* **What to produce**: Copy the data word for word, starting at the very beginning and ending with the line that holds "M0 1L0 142L255", including that line.

* **Entries provided**:
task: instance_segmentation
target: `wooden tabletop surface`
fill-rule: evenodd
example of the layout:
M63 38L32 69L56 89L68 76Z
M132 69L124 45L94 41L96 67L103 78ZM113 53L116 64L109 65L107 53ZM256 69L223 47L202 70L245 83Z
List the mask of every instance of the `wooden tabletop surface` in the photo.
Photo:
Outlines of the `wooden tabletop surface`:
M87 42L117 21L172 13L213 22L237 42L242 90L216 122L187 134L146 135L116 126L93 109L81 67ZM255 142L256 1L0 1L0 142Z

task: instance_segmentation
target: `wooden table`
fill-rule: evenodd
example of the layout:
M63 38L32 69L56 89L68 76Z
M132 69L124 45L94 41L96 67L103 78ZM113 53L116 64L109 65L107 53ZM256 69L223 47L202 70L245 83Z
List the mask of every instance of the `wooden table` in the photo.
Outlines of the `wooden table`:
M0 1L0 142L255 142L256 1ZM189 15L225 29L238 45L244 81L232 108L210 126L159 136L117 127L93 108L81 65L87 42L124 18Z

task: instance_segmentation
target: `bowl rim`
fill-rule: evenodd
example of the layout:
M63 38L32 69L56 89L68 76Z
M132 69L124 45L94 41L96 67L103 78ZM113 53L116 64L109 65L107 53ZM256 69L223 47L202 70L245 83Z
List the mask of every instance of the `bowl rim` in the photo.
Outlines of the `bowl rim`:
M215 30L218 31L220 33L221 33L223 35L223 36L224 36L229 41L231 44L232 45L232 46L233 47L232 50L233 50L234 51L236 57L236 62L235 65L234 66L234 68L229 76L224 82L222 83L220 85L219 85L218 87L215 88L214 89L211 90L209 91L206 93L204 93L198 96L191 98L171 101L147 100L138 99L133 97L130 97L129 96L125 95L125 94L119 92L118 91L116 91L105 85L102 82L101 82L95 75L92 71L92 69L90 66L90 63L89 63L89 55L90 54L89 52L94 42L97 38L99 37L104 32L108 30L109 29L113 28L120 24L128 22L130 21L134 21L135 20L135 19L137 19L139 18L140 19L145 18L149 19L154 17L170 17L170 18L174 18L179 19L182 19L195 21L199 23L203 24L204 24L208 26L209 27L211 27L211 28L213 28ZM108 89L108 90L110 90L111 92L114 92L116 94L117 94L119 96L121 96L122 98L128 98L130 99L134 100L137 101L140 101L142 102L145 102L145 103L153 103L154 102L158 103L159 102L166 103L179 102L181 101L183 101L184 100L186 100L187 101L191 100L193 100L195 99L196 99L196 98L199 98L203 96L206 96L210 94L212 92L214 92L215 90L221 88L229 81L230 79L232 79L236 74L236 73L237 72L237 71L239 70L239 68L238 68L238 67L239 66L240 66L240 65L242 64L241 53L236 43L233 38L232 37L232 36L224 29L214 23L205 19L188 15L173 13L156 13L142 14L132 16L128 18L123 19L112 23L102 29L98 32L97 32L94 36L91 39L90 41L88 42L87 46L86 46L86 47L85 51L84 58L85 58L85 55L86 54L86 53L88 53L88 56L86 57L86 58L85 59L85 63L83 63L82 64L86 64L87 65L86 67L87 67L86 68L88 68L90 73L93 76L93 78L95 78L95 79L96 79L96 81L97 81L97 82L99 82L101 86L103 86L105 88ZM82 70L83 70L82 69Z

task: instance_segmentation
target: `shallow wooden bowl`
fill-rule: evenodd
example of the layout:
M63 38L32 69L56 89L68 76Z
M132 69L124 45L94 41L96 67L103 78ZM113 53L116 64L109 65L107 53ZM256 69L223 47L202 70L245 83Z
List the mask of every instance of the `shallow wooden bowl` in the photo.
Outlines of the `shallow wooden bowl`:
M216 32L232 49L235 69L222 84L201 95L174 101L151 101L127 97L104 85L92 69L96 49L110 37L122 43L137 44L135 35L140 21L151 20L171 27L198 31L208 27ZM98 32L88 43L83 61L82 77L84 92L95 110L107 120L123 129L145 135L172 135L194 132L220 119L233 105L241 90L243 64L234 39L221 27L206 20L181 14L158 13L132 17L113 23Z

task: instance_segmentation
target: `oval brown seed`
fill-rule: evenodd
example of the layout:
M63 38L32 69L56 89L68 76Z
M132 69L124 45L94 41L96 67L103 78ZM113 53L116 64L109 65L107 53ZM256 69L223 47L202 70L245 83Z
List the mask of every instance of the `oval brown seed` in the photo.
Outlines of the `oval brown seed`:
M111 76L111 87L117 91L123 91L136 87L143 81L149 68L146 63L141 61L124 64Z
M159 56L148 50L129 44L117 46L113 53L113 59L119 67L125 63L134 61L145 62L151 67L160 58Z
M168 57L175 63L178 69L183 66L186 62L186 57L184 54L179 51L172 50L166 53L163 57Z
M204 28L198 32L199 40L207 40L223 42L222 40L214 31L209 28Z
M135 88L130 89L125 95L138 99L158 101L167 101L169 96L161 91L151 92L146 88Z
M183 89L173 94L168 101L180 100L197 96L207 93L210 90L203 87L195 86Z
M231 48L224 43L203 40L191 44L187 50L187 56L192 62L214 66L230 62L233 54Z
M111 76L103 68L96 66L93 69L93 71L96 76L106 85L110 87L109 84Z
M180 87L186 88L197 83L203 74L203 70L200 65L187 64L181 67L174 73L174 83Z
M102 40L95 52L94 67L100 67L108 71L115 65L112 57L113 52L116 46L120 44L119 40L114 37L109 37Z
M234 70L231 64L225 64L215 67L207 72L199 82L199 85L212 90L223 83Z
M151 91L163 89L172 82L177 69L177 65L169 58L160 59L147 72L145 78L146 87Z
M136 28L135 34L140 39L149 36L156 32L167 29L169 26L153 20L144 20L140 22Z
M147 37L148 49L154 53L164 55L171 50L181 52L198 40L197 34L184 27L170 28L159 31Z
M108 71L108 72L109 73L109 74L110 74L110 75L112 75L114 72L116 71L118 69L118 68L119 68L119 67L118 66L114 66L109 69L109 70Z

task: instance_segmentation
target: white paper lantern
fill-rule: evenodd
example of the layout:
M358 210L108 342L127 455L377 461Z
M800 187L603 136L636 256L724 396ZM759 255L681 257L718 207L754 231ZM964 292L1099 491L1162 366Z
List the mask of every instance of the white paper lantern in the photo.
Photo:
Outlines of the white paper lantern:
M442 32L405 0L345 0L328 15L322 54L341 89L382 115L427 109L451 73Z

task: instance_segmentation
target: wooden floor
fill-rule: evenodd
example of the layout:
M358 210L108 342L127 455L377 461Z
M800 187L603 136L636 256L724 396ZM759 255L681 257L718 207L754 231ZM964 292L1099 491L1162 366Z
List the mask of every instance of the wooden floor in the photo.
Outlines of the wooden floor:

* **Response to this exercise**:
task: instance_segmentation
target: `wooden tabletop surface`
fill-rule: evenodd
example of the layout:
M63 38L32 69L56 89L68 76Z
M132 69L124 45L94 41L96 67L103 78ZM113 53L116 64L109 65L107 53ZM256 69L223 47L202 70L245 83Z
List the mask of every instance of the `wooden tabletop surface` in the photo.
Photo:
Outlines of the `wooden tabletop surface`:
M87 42L117 21L172 13L213 22L237 42L242 90L216 122L187 134L146 135L116 126L93 109L81 67ZM255 142L256 1L0 1L0 142Z

task: instance_segmentation
target: `wooden table`
fill-rule: evenodd
example of the layout:
M63 38L32 69L56 89L68 76Z
M132 69L124 45L94 41L96 67L103 78ZM113 53L116 64L109 65L107 53ZM256 69L223 47L202 70L245 83Z
List the mask of every instance of the `wooden table` in the photo.
Outlines of the `wooden table`:
M0 1L0 142L255 142L256 1ZM189 15L225 29L238 45L244 81L232 108L210 126L159 136L117 127L93 108L81 65L87 42L124 18Z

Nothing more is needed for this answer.